Extrait à lire:
————

Agriculture : la moitié des terres françaises produisent pour l’étranger

La France pourrait largement nourrir à elle seule sa population. Pourtant, près de la moitié de ses terres cultivables sont destinées à l’exportation. Un véritable non-sens économique pour la Fondation Terre de Liens, qui dénonce dans son rapport publié le 17 février 2025 le modèle économique sur lequel repose l’agriculture française.

Axelle Ker
By Axelle Ker Published on 17 février 2025 13h40
Agriculture, terres agricoles, france, souveraineté alimentaire, exportation, importation, rapport, Terre de Liens, loi d'orientation agricole
Agriculture : la moitié des terres françaises produisent pour l'étranger - © Economie Matin
43 %43 % de la production agricole française part à l'étranger

Le rapport de la Fondation Terre de Liens vise à alerter les politiques après le passage de la loi d'orientation agricole devant le Sénat, et à quelques jours du salon de l'Agriculture.

43 % de la production agricole française part à l'étranger

La France est l’un des plus grands producteurs agricoles d’Europe et le sixième exportateur mondial de produits agricoles et agroalimentaires, avec une part de marché de 4,6 % (derrière les États-Unis, le Brésil, les Pays-Bas, l’Allemagne et la Chine). Avec 28 millions d’hectares agricoles, elle possède en théorie 130 % de potentiel nourricier, soit largement de quoi assurer son autosuffisance alimentaire.  Mais en pratique, une large part de ces terres est utilisée pour nourrir d’autres nations. En effet, selon le rapport de Terre de Liens intitulé Souveraineté alimentaire : un scandale made in France, 43 % de la surface agricole utilisée est consacrée aux exportations. Philippe Pointereau, président de Terre de Liens, tire la sonnette d'alarme : « un pays dont l’agriculture est commandée par les marchés internationaux a perdu sa souveraineté alimentaire ».

D'autre part, le rapport souligne que le modèle de répartition des terres agricoles françaises, issu notamment des SAFER (Sociétés d'aménagement foncier et d'établissement rural), de la loi GFAI (groupement foncier agricole d'investissement) ou encore des CDOA (Commission départementale d'orientation de l'agriculture), généralement soutenu par des membres de la FNSEA, favorise l'agriculture spécialisée, et surtout, l'accaparement des terres agricoles par des investisseurs fonciers. Une aberration pour la Fondation Terre de Liens qui ne manque pas de rappeler que huit millions de personnes vivent en situation de précarité alimentaire en France, et que près d'un tiers des ménages agricoles vivent sous le seuil de pauvreté.

————

Consigne A: D'après l'extrait sur l'agriculture française, quelle part de la surface agricole utilisée est consacrée aux exportations ?
Consigne B: Reproduisez fidèlement le passage de l'extrait qui va de « Agriculture : la moitié » jusqu'à « repose l’agriculture française. ».

————

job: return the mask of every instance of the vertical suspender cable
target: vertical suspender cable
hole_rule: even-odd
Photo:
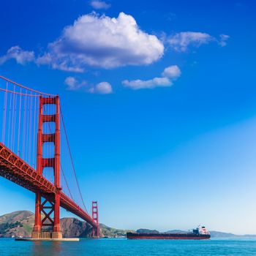
[[[20,118],[21,118],[21,88],[20,88],[20,105],[19,105],[19,121],[18,121],[18,155],[20,157]]]
[[[5,135],[5,125],[7,118],[7,91],[8,90],[8,82],[7,82],[6,91],[4,92],[4,115],[3,115],[3,129],[1,131],[1,142],[4,143],[4,135]]]

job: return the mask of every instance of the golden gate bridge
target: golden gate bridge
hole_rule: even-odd
[[[0,76],[2,125],[0,176],[35,193],[32,238],[62,238],[60,207],[99,237],[98,205],[86,209],[70,150],[60,99]]]

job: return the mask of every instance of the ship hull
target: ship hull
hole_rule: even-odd
[[[128,239],[169,239],[169,240],[206,240],[210,235],[195,235],[193,233],[127,233]]]

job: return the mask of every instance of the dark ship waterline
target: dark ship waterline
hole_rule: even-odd
[[[188,233],[127,233],[128,239],[210,239],[211,233],[205,227],[197,228]]]

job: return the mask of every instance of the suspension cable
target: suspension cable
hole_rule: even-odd
[[[69,152],[69,156],[70,156],[70,159],[71,159],[71,163],[72,163],[73,172],[74,172],[75,177],[75,181],[76,181],[76,183],[77,183],[77,185],[78,185],[78,191],[79,191],[79,193],[80,193],[80,197],[82,199],[83,207],[85,208],[86,212],[88,213],[86,206],[86,205],[84,203],[84,201],[83,201],[83,196],[82,196],[81,190],[80,190],[80,187],[79,187],[78,179],[78,176],[76,175],[76,172],[75,172],[75,165],[74,165],[74,162],[73,162],[73,158],[72,158],[72,154],[71,154],[69,142],[69,140],[67,138],[67,134],[65,123],[64,121],[64,117],[63,117],[63,113],[62,113],[62,110],[61,110],[61,107],[60,107],[60,110],[61,110],[60,112],[61,112],[61,120],[62,120],[62,123],[63,123],[63,127],[64,127],[64,134],[65,134],[66,140],[67,140],[67,148],[68,148]]]

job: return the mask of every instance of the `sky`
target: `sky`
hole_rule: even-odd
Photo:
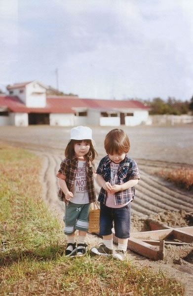
[[[0,89],[93,99],[193,95],[192,0],[0,0]]]

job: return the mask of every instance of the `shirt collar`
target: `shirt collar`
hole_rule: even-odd
[[[126,154],[126,155],[125,155],[125,158],[124,158],[124,159],[123,159],[123,160],[122,160],[122,161],[121,161],[120,162],[119,162],[119,163],[118,164],[120,165],[120,166],[119,166],[119,168],[120,168],[121,166],[122,166],[122,165],[123,165],[123,164],[124,164],[124,163],[125,162],[127,161],[128,159],[128,157],[127,154]],[[107,155],[107,165],[109,165],[109,164],[110,164],[110,163],[111,163],[111,159],[110,159],[110,157],[109,157],[109,155]]]

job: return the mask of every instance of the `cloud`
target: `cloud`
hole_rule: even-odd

————

Corrigé détaillé A: 43 % de la surface agricole utilisée est consacrée aux exportations.

Corrigé détaillé B:
Agriculture : la moitié des terres françaises produisent pour l’étranger

La France pourrait largement nourrir à elle seule sa population. Pourtant, près de la moitié de ses terres cultivables sont destinées à l’exportation. Un véritable non-sens économique pour la Fondation Terre de Liens, qui dénonce dans son rapport publié le 17 février 2025 le modèle économique sur lequel repose l’agriculture française.